- What the task requires
Repeat exactly, and only, the lines from the one containing "Annotation guideline: every instance of the patterned" through the end of the records.
begin Listed entries
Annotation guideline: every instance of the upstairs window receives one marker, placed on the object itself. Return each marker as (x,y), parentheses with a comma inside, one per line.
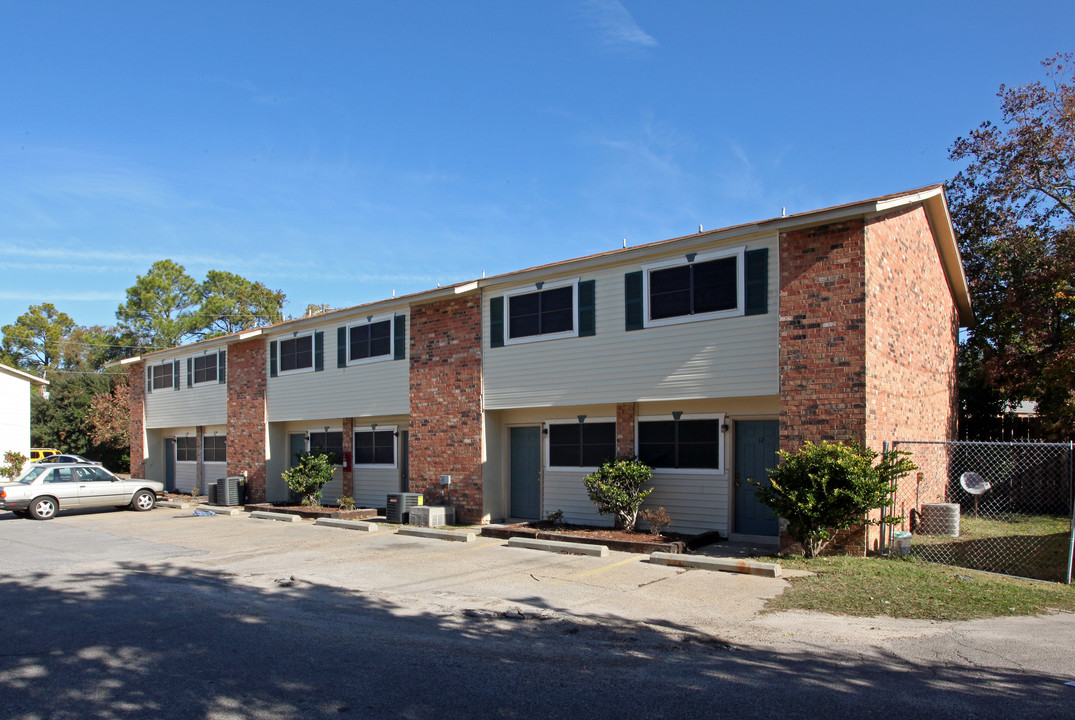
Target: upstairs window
(686,444)
(297,354)
(542,313)
(581,445)
(186,449)
(204,369)
(215,448)
(696,288)
(162,376)
(727,283)
(547,313)
(328,443)
(373,340)
(375,447)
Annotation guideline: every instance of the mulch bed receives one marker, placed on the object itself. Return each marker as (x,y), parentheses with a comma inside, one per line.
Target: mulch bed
(314,513)
(614,540)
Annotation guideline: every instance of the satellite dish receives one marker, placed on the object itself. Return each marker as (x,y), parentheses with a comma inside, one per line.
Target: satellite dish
(974,484)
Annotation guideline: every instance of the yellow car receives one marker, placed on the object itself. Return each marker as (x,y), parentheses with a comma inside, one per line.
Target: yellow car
(39,454)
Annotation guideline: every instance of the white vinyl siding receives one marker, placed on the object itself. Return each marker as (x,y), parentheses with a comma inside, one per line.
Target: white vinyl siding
(696,502)
(372,486)
(724,357)
(201,405)
(15,418)
(363,389)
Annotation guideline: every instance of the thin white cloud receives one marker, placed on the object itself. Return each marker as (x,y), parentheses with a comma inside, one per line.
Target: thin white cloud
(36,296)
(616,26)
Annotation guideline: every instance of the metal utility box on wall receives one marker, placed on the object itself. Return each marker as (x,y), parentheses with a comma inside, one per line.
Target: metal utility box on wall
(399,504)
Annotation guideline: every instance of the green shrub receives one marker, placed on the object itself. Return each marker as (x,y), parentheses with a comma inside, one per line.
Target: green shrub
(657,520)
(307,477)
(13,465)
(616,489)
(829,487)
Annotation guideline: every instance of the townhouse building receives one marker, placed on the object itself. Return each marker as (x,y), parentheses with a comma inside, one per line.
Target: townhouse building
(703,355)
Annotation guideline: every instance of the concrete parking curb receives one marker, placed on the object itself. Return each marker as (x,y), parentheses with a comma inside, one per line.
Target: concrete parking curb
(559,546)
(722,564)
(347,524)
(221,509)
(278,517)
(438,534)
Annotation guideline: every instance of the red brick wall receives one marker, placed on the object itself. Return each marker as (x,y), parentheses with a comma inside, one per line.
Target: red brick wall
(246,414)
(912,337)
(135,377)
(869,334)
(822,334)
(912,332)
(625,429)
(446,403)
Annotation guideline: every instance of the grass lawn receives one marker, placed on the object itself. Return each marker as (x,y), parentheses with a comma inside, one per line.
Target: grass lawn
(907,588)
(1022,545)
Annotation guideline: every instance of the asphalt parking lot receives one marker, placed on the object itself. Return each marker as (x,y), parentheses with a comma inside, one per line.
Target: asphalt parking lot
(166,615)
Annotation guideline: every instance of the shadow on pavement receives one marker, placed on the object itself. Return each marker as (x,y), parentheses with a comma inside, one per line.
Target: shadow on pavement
(138,642)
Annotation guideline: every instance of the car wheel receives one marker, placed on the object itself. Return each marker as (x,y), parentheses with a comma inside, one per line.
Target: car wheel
(143,501)
(43,508)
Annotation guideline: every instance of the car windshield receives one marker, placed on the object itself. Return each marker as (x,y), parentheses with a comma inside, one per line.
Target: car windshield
(32,474)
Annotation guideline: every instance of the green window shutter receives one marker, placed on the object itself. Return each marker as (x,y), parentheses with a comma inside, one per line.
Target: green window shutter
(757,282)
(399,337)
(497,321)
(633,302)
(587,308)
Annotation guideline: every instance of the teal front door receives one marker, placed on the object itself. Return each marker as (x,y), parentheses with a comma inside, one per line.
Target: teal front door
(525,473)
(756,446)
(170,463)
(296,447)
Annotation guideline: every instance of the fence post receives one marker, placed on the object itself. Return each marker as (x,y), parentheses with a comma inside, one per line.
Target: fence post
(883,540)
(1071,501)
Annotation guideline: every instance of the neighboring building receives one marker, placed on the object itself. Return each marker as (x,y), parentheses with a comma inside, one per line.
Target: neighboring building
(15,388)
(703,355)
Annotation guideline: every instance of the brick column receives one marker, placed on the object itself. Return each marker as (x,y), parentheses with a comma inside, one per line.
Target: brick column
(246,414)
(822,334)
(446,403)
(348,452)
(625,430)
(135,378)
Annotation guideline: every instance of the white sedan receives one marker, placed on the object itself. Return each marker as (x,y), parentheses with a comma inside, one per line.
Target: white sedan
(44,489)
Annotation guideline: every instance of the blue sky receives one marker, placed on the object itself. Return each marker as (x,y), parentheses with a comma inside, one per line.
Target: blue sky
(344,150)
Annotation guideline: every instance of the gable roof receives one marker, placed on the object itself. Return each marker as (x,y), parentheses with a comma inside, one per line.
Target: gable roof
(931,198)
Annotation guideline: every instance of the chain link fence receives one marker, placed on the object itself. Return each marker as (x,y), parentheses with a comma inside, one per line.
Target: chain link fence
(1002,507)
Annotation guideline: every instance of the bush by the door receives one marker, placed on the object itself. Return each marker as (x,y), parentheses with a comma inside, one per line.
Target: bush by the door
(616,489)
(827,487)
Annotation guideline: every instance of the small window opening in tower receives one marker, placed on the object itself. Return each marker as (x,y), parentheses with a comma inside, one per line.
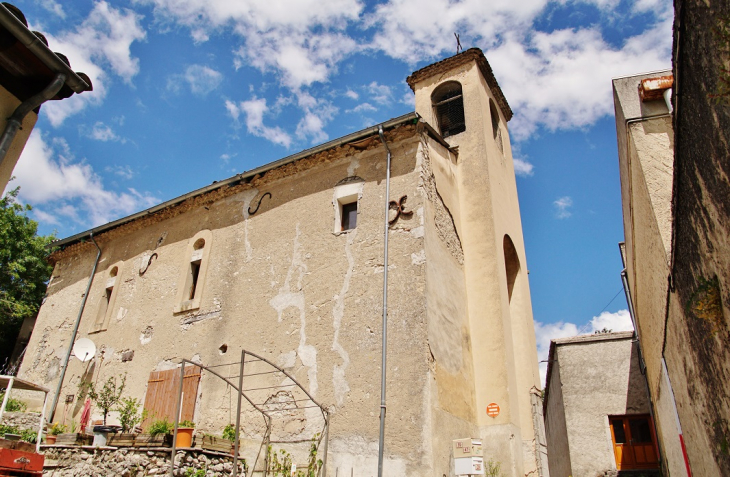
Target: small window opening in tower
(194,272)
(448,104)
(511,263)
(349,216)
(496,130)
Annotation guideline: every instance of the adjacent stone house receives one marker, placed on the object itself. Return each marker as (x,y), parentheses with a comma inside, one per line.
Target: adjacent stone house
(287,261)
(597,415)
(673,132)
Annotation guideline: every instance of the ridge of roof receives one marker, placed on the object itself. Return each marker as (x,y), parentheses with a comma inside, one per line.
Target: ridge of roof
(472,54)
(238,178)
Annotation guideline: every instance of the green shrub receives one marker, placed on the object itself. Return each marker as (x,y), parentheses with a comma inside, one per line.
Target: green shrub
(13,405)
(229,432)
(129,415)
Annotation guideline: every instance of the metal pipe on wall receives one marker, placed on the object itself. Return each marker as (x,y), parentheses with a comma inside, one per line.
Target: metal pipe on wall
(385,308)
(75,331)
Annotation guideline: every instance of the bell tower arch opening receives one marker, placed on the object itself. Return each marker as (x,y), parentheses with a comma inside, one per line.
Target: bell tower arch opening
(448,105)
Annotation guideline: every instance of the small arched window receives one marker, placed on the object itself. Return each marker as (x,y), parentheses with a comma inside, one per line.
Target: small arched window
(448,105)
(496,130)
(192,279)
(106,300)
(511,264)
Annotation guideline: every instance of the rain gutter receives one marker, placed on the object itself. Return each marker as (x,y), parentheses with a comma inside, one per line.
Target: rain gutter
(235,180)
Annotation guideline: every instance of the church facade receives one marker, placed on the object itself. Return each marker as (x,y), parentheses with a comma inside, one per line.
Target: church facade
(287,262)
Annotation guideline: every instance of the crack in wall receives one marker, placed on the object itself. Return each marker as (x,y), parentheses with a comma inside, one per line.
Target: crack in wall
(443,220)
(287,298)
(338,310)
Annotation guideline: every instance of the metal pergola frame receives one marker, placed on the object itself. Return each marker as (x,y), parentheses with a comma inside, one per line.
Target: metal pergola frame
(11,382)
(266,414)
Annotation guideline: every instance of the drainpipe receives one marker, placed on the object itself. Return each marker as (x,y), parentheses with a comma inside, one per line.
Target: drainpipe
(385,308)
(76,329)
(16,119)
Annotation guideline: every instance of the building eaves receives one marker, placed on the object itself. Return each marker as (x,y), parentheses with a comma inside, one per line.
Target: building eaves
(27,65)
(472,54)
(581,339)
(239,178)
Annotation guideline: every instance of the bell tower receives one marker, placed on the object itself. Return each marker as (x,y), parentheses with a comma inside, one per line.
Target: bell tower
(460,98)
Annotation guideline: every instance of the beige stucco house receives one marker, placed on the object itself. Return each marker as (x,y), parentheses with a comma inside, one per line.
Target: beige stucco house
(287,261)
(597,415)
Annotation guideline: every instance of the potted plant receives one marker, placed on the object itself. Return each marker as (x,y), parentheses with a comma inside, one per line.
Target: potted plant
(107,398)
(129,417)
(185,434)
(53,432)
(158,435)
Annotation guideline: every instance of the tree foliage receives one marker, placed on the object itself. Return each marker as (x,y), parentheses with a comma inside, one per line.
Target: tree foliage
(24,271)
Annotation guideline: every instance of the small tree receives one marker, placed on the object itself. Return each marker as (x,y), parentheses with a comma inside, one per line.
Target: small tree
(129,415)
(110,394)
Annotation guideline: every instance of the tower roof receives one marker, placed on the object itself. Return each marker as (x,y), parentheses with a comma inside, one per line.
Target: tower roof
(472,54)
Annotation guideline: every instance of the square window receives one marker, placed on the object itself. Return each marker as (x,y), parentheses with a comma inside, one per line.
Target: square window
(349,216)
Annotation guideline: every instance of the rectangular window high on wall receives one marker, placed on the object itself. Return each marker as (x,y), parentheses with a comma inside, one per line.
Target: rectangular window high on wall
(349,216)
(191,283)
(106,300)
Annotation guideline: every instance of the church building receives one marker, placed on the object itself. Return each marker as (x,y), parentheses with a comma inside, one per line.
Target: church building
(288,261)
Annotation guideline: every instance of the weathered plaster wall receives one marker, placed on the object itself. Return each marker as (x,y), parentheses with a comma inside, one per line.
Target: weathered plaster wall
(502,333)
(556,431)
(600,377)
(645,164)
(278,283)
(8,103)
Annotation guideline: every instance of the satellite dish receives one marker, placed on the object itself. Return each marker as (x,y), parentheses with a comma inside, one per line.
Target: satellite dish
(84,349)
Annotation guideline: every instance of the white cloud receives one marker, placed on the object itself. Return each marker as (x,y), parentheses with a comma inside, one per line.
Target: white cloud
(98,47)
(361,108)
(380,93)
(254,111)
(125,172)
(545,332)
(51,178)
(301,40)
(201,80)
(562,205)
(54,7)
(560,80)
(522,167)
(104,133)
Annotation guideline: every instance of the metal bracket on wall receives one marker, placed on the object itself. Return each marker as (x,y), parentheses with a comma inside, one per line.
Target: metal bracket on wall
(259,204)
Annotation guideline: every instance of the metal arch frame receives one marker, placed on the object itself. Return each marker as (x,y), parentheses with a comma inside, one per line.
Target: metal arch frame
(241,394)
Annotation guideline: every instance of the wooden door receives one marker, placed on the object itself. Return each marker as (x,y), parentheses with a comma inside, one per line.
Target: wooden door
(633,442)
(162,390)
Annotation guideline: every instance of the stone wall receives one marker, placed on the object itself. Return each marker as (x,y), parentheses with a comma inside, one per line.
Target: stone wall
(129,462)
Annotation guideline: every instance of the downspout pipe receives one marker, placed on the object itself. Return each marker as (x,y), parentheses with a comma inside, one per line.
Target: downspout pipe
(385,307)
(15,121)
(75,331)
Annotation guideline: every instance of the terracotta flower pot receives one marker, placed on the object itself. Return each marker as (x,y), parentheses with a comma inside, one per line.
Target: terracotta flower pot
(184,437)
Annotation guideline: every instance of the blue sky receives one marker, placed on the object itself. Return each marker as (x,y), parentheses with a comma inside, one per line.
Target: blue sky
(189,92)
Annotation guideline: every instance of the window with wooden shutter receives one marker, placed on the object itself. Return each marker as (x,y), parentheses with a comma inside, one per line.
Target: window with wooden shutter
(161,399)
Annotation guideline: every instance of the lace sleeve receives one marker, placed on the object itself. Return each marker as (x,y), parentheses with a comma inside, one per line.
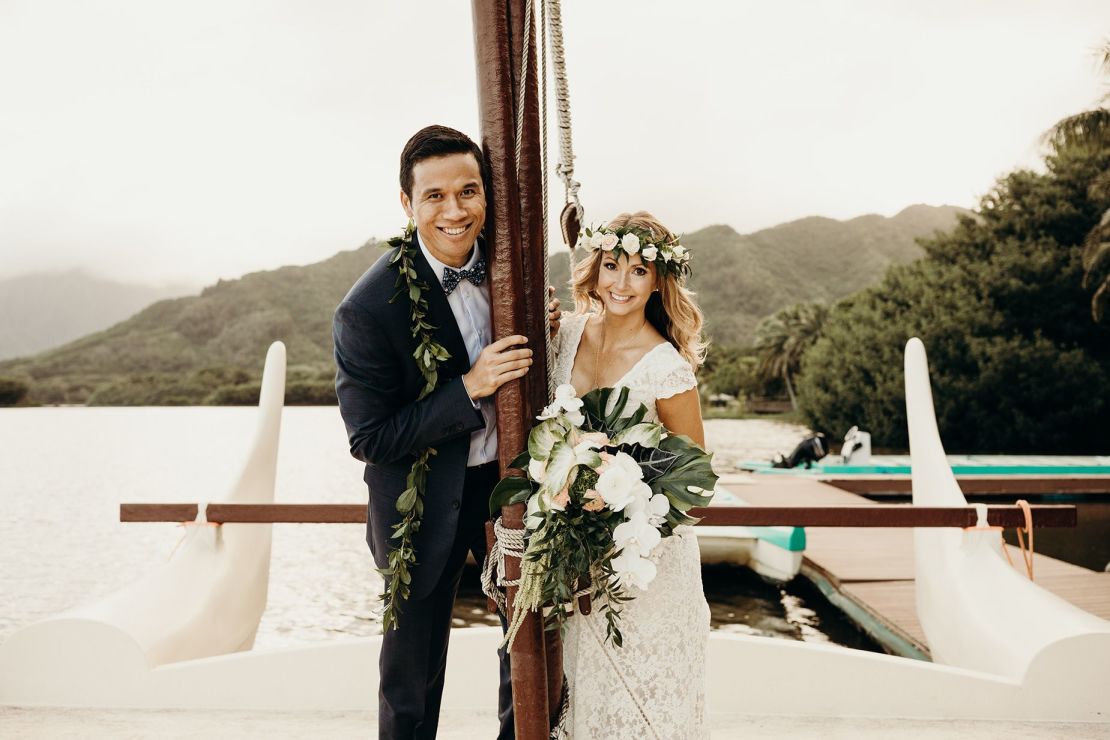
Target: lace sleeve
(670,374)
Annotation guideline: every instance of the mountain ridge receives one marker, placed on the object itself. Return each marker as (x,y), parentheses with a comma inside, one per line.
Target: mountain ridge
(200,348)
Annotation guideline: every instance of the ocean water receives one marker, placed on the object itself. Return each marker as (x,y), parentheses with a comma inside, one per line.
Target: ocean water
(63,473)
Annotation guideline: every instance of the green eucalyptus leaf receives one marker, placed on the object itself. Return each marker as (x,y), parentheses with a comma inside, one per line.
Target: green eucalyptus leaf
(645,434)
(559,464)
(543,438)
(506,490)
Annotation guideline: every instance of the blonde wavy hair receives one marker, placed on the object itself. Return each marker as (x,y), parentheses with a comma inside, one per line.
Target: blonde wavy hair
(670,310)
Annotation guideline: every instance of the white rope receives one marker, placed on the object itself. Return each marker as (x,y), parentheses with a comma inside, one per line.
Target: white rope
(506,543)
(565,166)
(525,49)
(543,166)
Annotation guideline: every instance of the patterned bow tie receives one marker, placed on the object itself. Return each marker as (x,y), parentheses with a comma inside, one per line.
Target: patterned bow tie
(475,274)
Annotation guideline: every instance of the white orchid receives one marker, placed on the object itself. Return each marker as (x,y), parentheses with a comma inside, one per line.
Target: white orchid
(537,469)
(565,402)
(633,569)
(636,534)
(619,483)
(530,520)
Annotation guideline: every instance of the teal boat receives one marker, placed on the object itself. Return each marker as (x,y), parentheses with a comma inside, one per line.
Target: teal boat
(987,465)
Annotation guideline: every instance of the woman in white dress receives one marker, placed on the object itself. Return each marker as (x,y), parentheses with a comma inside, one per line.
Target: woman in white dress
(636,326)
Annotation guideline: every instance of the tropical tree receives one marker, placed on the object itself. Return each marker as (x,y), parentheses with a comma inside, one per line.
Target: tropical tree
(1017,364)
(1091,130)
(783,340)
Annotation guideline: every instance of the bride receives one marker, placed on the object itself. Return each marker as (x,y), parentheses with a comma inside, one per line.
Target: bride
(636,326)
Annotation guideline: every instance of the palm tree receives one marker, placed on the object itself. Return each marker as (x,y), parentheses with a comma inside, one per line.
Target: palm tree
(1091,129)
(783,338)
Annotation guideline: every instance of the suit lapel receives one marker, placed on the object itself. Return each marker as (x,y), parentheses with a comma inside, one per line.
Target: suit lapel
(441,316)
end Listed entries
- Full output
Annotation guideline: every instance of the patterned bow tie receives one marker, placed on the object itself. Return each marker as (x,y), parentheses with a comma inside, one per line.
Target: patterned bow tie
(475,274)
Annotation guideline: every instance of the white orchid receives one marker, placed on the object itself. Return each marker as (x,y), parentheses with a comma inside, one per line.
Target: white orchid
(537,469)
(565,402)
(633,569)
(636,534)
(619,483)
(530,520)
Annotation guideline: every instance of the teal boat receives one marker, placed on the object itself. Return each marker as (x,y), parentheses with a comma inside, one per line.
Target: teal boat
(987,465)
Annotation guideline: every instance of the woman in white dress receives one marker, placed on the object itself. Return each marker as (x,y), parentheses with a comma inside, one per line.
Target: woman in white dress
(636,326)
Annotation guideline: every instance of the tropical tree receives one marker, placed on the object itself. Return each marker as (x,y), parentheses with a comma inside, one per line.
Target: tropical tree
(1017,364)
(1091,130)
(783,340)
Annotation guideline: every instance of the bride receives one marker, placed on the object itself. Return each marker as (x,y), parentheses with a comma inside, one per line.
Target: bride
(636,326)
Annotation guideline: every instance of the palm tree receives one marker, placed on the object itself. Return each marker as (x,y), parentheses with a comma inside, one per line.
Target: palm tree
(1091,129)
(783,338)
Annotation guideline: every instance of the suit lapel receives one marker, placed on the object itself. Return each marker as (x,y), parentheses with a comma inside, one per line.
Target: suit lapel
(441,316)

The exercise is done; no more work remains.